>>>

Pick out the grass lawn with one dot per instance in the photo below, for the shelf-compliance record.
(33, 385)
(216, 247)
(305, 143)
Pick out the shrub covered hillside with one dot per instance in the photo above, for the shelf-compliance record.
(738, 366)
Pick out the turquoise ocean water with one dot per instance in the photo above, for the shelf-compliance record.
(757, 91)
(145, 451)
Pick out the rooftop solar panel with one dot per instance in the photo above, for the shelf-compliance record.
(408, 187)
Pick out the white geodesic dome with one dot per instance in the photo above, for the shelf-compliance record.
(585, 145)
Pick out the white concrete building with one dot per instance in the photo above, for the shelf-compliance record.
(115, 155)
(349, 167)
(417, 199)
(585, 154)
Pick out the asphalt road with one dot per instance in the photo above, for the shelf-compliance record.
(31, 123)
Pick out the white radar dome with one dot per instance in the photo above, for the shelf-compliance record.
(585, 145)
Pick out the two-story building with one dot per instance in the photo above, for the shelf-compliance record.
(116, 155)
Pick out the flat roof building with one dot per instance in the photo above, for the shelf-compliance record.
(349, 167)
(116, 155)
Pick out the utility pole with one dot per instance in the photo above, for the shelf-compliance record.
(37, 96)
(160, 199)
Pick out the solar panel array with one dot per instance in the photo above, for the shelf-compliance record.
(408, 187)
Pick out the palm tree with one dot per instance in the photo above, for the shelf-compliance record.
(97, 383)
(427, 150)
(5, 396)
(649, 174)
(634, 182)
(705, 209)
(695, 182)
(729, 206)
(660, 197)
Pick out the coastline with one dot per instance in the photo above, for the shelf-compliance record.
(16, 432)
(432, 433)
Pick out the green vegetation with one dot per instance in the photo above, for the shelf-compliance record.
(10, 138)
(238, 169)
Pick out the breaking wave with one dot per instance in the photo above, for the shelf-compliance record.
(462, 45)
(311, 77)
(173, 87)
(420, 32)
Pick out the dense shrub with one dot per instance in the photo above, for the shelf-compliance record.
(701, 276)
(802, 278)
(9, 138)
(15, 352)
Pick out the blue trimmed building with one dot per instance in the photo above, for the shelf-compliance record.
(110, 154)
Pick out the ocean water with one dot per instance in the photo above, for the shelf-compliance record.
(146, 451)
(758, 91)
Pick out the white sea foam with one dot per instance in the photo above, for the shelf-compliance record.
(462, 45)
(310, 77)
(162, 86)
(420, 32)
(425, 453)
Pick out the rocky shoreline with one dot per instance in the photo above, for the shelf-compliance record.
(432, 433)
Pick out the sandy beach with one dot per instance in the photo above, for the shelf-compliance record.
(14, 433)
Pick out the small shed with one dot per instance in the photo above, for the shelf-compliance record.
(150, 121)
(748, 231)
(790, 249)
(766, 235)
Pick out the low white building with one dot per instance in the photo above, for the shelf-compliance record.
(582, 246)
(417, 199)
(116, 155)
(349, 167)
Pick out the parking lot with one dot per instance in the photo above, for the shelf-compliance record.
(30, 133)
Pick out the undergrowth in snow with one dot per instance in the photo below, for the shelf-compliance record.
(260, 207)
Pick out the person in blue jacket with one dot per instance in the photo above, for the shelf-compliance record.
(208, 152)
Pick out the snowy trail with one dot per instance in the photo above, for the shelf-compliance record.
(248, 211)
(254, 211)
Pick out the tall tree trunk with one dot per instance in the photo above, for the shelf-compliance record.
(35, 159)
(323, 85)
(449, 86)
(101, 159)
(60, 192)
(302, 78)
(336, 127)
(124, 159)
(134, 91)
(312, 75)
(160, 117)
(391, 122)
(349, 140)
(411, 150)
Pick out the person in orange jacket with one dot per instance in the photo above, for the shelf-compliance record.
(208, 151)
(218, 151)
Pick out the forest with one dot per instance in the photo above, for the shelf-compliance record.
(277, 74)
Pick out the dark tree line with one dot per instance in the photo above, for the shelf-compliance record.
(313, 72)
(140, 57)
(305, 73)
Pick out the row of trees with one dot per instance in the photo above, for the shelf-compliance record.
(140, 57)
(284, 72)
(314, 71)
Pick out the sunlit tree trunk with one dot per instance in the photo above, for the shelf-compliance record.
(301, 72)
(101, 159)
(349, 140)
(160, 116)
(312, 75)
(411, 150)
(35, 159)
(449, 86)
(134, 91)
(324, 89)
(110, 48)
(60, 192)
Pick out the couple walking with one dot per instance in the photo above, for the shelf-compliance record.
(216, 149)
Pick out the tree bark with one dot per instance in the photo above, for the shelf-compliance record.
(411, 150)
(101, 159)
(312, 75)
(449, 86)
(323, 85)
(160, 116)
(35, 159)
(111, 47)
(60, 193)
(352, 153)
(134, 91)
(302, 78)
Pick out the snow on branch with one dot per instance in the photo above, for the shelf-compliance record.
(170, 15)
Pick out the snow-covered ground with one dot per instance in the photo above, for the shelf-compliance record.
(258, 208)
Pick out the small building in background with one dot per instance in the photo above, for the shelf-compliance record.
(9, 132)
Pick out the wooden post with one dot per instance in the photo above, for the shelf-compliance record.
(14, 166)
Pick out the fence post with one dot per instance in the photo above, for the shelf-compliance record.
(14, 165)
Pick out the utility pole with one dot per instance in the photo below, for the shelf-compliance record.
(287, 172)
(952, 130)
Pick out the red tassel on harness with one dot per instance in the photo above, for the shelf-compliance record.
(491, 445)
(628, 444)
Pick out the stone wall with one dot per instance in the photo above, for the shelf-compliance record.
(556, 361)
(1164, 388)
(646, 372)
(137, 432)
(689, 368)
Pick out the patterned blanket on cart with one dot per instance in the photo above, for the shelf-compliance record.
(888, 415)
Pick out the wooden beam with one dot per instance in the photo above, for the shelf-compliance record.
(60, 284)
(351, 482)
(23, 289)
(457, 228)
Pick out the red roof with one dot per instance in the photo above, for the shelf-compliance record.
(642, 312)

<<<

What you should do: Could you render the material as a numbered list, beginning at the line that contains "Pick out the stone" and stopping at the end of the material, with blank lines omitted?

Correct answer:
1. Pick out the stone wall with one dot per instance in the photo above, for the shelf-compliance record.
2. (556, 361)
3. (1164, 388)
4. (646, 372)
5. (137, 432)
6. (689, 368)
7. Pick out the patterned blanket on cart with one dot per instance in the photo above, for the shelf-compliance record.
8. (888, 415)
9. Pick out the wooden beam with one dot per instance in the photo above, for the shelf-compliance record.
10. (60, 284)
11. (351, 482)
12. (23, 289)
13. (457, 228)
14. Pick out the red roof with one dot per instance in the photo above, for the shelf-compliance record.
15. (642, 312)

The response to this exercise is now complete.